# TASK PROMPT
Reproduce exactly the lines from the one containing "Exercise. Put one point on each instance of the man's foot" through the last line of the data, both ends included.

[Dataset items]
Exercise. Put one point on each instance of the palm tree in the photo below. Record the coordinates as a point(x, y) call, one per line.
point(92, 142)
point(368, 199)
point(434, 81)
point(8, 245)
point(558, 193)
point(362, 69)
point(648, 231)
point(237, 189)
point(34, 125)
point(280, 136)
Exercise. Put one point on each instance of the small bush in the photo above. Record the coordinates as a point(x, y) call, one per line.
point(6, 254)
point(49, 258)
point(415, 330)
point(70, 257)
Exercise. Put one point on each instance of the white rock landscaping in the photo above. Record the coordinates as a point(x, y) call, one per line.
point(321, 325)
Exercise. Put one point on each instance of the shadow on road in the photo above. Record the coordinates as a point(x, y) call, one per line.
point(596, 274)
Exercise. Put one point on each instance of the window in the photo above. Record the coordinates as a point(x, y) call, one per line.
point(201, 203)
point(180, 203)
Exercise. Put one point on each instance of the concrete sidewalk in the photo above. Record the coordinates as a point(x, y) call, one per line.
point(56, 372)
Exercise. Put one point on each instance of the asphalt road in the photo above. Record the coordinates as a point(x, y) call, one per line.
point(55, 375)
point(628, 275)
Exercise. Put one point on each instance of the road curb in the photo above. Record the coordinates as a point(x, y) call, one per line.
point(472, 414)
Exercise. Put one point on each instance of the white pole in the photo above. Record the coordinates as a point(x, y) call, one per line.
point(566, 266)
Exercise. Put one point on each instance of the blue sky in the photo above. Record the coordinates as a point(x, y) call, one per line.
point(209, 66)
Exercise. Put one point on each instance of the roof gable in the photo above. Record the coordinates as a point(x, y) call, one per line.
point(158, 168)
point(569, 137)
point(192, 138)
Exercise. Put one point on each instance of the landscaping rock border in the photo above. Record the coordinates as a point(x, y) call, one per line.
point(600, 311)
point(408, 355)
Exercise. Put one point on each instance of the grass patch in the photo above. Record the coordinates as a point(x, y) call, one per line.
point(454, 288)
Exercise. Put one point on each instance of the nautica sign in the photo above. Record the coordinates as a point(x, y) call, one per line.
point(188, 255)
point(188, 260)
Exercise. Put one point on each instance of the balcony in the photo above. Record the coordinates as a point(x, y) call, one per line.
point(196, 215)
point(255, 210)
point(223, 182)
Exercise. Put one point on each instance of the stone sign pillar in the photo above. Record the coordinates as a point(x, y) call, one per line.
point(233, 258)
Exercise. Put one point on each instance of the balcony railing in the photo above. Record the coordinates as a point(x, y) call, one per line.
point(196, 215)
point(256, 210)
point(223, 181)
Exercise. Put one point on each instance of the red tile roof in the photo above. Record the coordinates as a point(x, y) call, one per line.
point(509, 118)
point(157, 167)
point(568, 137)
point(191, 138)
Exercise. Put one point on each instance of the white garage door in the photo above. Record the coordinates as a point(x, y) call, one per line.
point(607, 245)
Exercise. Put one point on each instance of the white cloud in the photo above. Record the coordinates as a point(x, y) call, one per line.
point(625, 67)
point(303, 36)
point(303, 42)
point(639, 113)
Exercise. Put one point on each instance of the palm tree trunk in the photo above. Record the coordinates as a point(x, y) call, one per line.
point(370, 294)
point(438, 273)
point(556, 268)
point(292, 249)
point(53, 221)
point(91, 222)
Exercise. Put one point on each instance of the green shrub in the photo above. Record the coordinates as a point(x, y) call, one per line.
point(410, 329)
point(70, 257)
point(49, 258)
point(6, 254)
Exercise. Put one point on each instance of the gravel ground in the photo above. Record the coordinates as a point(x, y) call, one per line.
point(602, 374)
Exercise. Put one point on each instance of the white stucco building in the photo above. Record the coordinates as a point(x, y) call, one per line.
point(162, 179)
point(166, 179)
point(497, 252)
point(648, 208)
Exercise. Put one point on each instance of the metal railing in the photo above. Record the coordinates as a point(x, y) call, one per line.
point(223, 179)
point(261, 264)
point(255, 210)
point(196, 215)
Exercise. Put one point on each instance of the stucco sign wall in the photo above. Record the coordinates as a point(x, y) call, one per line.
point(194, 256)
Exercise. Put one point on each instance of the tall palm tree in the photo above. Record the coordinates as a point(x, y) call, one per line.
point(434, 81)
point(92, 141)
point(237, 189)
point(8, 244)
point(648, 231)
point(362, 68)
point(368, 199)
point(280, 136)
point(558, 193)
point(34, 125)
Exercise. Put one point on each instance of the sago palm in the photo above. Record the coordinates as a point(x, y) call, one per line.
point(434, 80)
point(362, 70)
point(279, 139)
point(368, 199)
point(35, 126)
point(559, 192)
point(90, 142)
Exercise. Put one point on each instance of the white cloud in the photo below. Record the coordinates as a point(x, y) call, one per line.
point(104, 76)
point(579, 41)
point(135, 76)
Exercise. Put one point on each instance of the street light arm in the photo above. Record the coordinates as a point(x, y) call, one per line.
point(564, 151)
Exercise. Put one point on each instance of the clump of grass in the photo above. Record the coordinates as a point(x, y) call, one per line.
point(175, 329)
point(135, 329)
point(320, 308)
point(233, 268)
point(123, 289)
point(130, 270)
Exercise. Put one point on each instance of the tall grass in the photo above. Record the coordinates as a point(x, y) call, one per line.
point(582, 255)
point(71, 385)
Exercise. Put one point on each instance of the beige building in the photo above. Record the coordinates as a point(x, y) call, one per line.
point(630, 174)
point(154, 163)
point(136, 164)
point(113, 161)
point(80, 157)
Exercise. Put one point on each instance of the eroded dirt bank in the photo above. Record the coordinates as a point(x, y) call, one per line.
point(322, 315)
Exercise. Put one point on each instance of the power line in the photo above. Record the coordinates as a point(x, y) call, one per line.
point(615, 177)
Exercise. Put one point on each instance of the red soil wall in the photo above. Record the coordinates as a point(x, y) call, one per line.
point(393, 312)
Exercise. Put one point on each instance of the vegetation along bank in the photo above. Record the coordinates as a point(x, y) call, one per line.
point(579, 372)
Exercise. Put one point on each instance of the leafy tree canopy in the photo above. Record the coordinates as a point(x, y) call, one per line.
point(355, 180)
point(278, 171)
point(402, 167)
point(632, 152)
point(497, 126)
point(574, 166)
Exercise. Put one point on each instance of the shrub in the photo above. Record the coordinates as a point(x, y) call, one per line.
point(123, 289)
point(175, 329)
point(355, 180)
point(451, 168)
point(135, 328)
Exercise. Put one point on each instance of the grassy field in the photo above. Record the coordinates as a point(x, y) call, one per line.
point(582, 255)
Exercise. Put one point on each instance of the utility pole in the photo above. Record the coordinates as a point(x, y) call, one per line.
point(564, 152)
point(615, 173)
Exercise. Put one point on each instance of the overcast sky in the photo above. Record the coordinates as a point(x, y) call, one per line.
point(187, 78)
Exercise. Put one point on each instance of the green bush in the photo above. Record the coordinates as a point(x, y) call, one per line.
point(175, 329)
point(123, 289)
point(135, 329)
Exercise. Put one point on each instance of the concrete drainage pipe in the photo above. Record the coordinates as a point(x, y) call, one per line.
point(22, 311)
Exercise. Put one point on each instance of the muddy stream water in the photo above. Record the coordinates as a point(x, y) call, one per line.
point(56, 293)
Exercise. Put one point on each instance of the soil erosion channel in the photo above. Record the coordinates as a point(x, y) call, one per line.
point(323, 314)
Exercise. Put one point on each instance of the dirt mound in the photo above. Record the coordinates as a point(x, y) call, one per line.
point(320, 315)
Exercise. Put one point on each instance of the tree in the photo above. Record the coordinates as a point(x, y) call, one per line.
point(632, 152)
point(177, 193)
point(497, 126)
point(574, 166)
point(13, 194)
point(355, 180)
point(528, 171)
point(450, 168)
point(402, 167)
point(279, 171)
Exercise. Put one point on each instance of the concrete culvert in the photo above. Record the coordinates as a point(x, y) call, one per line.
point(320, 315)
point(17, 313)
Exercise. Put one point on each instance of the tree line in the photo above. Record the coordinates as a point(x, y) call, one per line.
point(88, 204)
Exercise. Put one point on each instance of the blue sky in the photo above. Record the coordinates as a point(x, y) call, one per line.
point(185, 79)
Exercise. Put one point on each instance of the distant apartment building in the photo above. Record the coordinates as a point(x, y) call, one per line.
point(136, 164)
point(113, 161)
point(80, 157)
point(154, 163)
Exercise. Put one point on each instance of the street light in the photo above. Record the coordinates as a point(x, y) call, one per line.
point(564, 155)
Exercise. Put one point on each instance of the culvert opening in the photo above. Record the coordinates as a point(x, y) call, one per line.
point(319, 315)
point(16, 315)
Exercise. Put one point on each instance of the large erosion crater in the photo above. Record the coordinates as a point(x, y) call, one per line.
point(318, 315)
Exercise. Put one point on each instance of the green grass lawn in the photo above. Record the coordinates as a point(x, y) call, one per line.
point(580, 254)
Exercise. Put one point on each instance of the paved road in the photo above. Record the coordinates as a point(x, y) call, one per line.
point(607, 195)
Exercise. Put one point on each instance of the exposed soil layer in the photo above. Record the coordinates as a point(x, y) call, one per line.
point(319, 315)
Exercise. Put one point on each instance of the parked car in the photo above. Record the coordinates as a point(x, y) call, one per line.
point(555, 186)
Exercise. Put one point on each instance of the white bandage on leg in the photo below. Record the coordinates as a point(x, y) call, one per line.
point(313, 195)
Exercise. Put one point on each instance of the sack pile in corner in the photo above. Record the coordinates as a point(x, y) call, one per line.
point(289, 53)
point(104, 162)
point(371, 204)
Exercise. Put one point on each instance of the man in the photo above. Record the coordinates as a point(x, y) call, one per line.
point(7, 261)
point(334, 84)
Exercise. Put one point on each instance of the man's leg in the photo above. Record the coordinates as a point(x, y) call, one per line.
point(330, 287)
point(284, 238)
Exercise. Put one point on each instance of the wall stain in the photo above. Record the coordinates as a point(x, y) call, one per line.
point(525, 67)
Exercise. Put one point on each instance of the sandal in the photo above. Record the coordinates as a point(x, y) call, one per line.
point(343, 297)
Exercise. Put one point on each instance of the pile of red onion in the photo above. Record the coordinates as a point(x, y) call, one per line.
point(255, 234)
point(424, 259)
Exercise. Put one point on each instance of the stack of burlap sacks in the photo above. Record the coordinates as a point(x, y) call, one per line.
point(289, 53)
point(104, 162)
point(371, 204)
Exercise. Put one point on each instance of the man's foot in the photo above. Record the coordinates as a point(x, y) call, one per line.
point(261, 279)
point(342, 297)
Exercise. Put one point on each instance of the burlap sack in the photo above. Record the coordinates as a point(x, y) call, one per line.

# OUTPUT FOR THIS TASK
Exercise. Put one point on each instance of the man's foot in the photo above. Record the coordinates as a point(x, y) call, one per line.
point(261, 279)
point(342, 297)
Exercise. Put one point on each instance of the burlap sack in the photo above. Record the coordinates as a point(x, y) call, one per line.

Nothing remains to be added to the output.